Alıştırma gereksinimleri
Aşağıdaki Erzurum yazısını, gösterilen son cümleden sonrasını yazarak sürdürün.

Belge alıntısı
Bu şehir mart ayazını yiyenindir, hiç kimse kusura bakmasın…
Bakıyoruz da birileri oturduğu yerlerden bu şehir üzerine hüküm kurmaya çalışıyor.
Kimisi; kıyısında bulunduğu deniz kenarından soluduğu yalancı ve yabancı yosun kokusu içerisinde, Palandöken’in kekik kokusunu duymaya çalışarak ahkâm kesmeye kalkıyor. Kimisi yıllar yıllar öncesinden terk edip gittiği bu şehrin sokaklarında, halen daha birilerinin goduda beşe pilav sattığını zannederek “ah, nerede o eski Erzurum” modunda timsah gözyaşlarını gözümüze sokmaya çalışıyor ve kimisi de sözüm ona bu kutsal topraklarda kendilerini çeken bir şeylerin olduğu bahanesiyle ön plana çıkıp, gariban Dadaşımı can evinden oyalayarak kendince bir şeyleri kazanım yolunu tutmaya çalışıyor.
Çalışıyor da çalışıyor…
Eee bu arada,
Vakit de geliyor…
Bu sıralar şehir dışından gelenimiz, gidenimiz ve hatta arayanımız soranımız çok olur.
Başta adları olan ama ne hikmetse işe sıra geldiğinde kendilerine pek rastlayamadığımız, sözüm ona Erzurum Derneklerimiz, Vakıflarımız ve sözde iş insanlarımız sahne almaya başlarlar…
Yıllardır kenardan seyrederim de bir tane dahi istihdam için adım atanını, kazma vuranını, bu şehrin kalkınması için gerçek anlamda sıkıntıya girenini göremedim gitti.
Bir dernek de görmedim ki, şu şehir gele de yetkili birisinin karşısına çıkıp “arkadaş ben kendi memleketime şu yatırımı yapmaya geldim, şu kadar insan çalıştırıp, şu kadar ekonomi katkısı sağlayacağım” demedi, diyemedi gitti…
Adım attığını söyleyenlerin durumu ise ortada.

Veri bloğu
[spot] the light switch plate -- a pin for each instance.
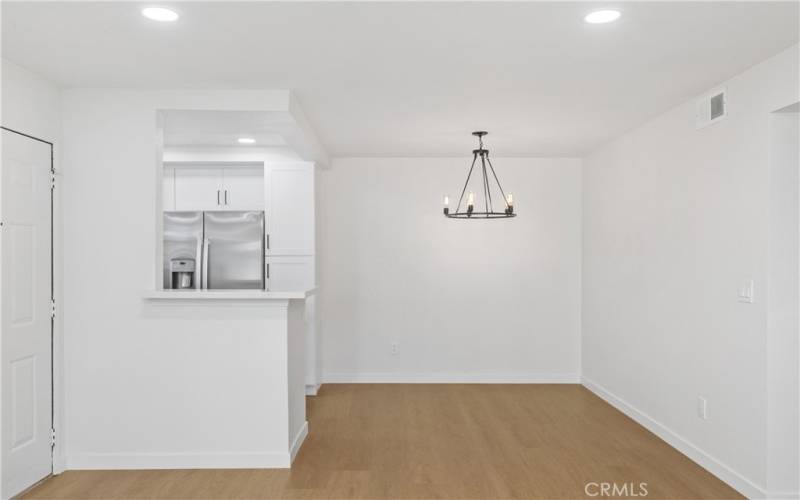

Alıştırma sonucu
Elleri ayaz kokanlarındır bu şehir. Kışın ayazında üşüyen ve ödediği yakıt paralarının sıcaklığında yazın özlemiyle hayal kuranlarındır. Erzurum Kongresinin maddelerinin arkasında saklanarak önce bu şehri terk edip gidip, sonrasında ara ara gelip yüz yıl öncesinin kahramanlığını yapanların değil.
Kışın ayazında, yakacak derdiyle soluduğu nefesinin eksi bilmem kaçlardaki termometrelere yansıyan umutlarındır bu şehir, seçim zamanlarında ortaya çıkıp dadaşlık edebiyatı yapanların değil.
Daha derinlere inmeyelim bence, tadında bırakalım ve daha şimdiden birilerine parmak sallamadan ifade edelim ki biz kimin ne olduğunu inanın çok iyi biliyoruz ama anlaşılan o ki siz kimin ne olduğunu çok çabuk unutmuşsunuz, aman ha diyelim hatırlatmaya kalkmasınlar sakın!
Bu şehir, öyle birkaç kurumda bulunan satın aldığınız muhbirlerinizin verdiği yalan yanlış bilgilerde anlatılan şehir değildir, haberiniz olsun.
Ne bileyim içimden öyle geldi, bir hatırlatayım dedim.
Sonra kimseler pişman olmasın da.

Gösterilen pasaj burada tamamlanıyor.